→ **Passage given**

((

The foregoing description of the Business Combination Agreement and the
Termination Agreement do not purport to be complete and are qualified in their
entirety by reference to the full text of the Business Combination Agreement
which was previously filed as Exhibit 2.1 to the Current Report on Form 8-K with
the U.S. Securities and Exchange Commission (the "SEC") by VIH on August 2,
2021, and the Termination Agreement, a copy of which is attached to this Current
Report on Form 8-K as Exhibit 10.1 and is incorporated herein by reference.
Following, or concurrently with, the execution of the Termination Agreement,
FinAccel and certain of its subsidiaries plan to enter into various financing
facilities, including, without limitation, with one or more affiliates of
Victory Park Capital Advisors, LLC and other investors who held positions in
VIH, to fund working capital of and future acquisitions by FinAccel and its
subsidiaries.

))

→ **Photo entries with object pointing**
((

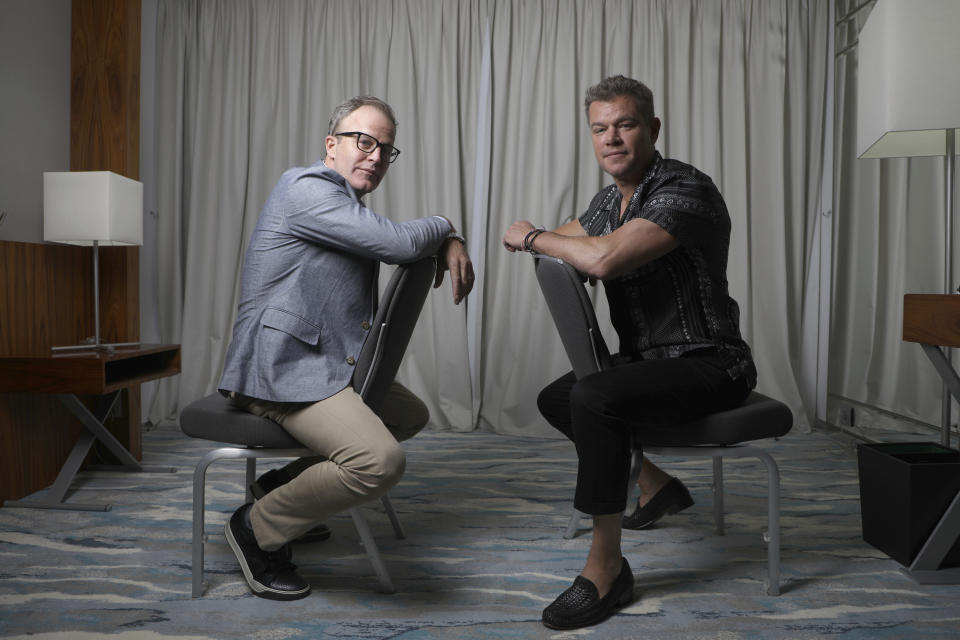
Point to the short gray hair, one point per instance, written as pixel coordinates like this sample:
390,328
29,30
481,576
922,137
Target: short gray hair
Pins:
614,86
349,106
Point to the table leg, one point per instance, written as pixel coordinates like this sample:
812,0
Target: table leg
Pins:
54,499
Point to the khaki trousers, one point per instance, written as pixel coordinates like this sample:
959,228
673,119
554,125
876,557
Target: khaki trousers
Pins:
363,458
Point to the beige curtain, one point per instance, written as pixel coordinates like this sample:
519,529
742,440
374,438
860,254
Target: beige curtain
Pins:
888,241
489,96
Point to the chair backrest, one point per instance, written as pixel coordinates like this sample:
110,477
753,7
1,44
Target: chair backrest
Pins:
573,314
397,314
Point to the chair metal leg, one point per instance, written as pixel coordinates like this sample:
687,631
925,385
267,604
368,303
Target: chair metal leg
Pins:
574,524
372,551
199,500
199,503
718,507
394,520
251,477
772,537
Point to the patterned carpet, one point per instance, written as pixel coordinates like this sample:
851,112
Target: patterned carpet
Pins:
484,516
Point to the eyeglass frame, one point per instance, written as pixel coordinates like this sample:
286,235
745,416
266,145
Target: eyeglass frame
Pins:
392,154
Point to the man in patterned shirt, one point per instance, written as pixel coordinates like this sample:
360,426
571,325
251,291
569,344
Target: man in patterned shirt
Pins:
658,238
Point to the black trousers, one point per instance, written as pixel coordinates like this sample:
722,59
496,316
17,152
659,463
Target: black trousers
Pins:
600,412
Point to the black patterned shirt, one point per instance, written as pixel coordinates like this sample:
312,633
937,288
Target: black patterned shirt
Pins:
678,302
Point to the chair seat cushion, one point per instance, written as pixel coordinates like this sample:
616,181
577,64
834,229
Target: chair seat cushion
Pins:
758,417
216,418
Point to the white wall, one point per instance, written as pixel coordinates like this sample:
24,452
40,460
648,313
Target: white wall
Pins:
34,109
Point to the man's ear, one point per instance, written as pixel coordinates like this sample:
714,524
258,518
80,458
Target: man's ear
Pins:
654,130
330,144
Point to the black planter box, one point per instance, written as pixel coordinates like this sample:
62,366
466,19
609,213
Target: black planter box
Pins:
904,490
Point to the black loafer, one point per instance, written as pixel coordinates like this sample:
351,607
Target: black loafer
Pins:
581,605
672,498
274,478
270,574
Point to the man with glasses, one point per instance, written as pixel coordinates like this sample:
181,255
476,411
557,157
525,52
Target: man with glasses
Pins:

))

→ **Required tasks**
(A) According to the filing excerpt, on what date did VIH file the Current Report on Form 8-K that included the Business Combination Agreement as Exhibit 2.1?
(B) Carry on the filing excerpt past its last sentence, keeping the same formal tone.
The entries are separate material from the filing excerpt.

→ **Expected results**
(A) August 2, 2021.

(B)
Pursuant to VIH's amended and restated memorandum and articles of association,
VIH has until March 4, 2023 to complete an initial business combination. If VIH
is unable to complete an initial business combination by such date, VIH will:
(i) cease all operations except for the purpose of winding up, (ii) as promptly
as reasonably possible but not more than ten business days thereafter, redeem
the public shares, at a per-share price, payable in cash, equal to the aggregate
amount then on deposit in the trust account, including interest earned on the
funds held in the trust account (which interest shall be less taxes payable and
up to $100,000 of interest to pay dissolution expenses), divided by the number
of then outstanding public shares, which redemption will completely extinguish
public shareholders' rights as shareholders (including the right to receive
further liquidation distributions, if any) and (iii) as promptly as reasonably
possible following such redemption, subject to the approval of VIH's remaining
shareholders and VIH's board of directors, liquidate and dissolve, subject in
the case of clauses (ii) and (iii) to VIH's obligations under Cayman Islands law
to provide for claims of creditors and in all cases subject to the other
requirements of applicable law. There will be no redemption rights or
liquidating distributions with respect to VIH's warrants, which will expire if
VIH fails to complete its initial business combination within the 24-month time
period.
Item 7.01. Regulation FD Disclosure.
On March 14, 2022, VIH issued a press release announcing the termination of the
Business Combination Agreement. A copy of the press release is attached as
Exhibit 99.1 hereto. Notwithstanding the foregoing. information contained on the
websites of VIH, FinAccel or any of their affiliates referenced in Exhibit 99.1
or linked therein or otherwise connected thereto does not constitute part of nor
is it incorporated by reference into this Current Report.
The information in this Item 7.01, including Exhibit 99.1, is furnished and
shall not be deemed "filed" for purposes of Section 18 of the Securities
Exchange Act of 1934, as amended (the "Exchange Act"), or otherwise subject to
liabilities under that section, and shall not be deemed to be incorporated by
reference into the filings of VIH under the Securities Act of 1933, as amended,
or the Exchange Act.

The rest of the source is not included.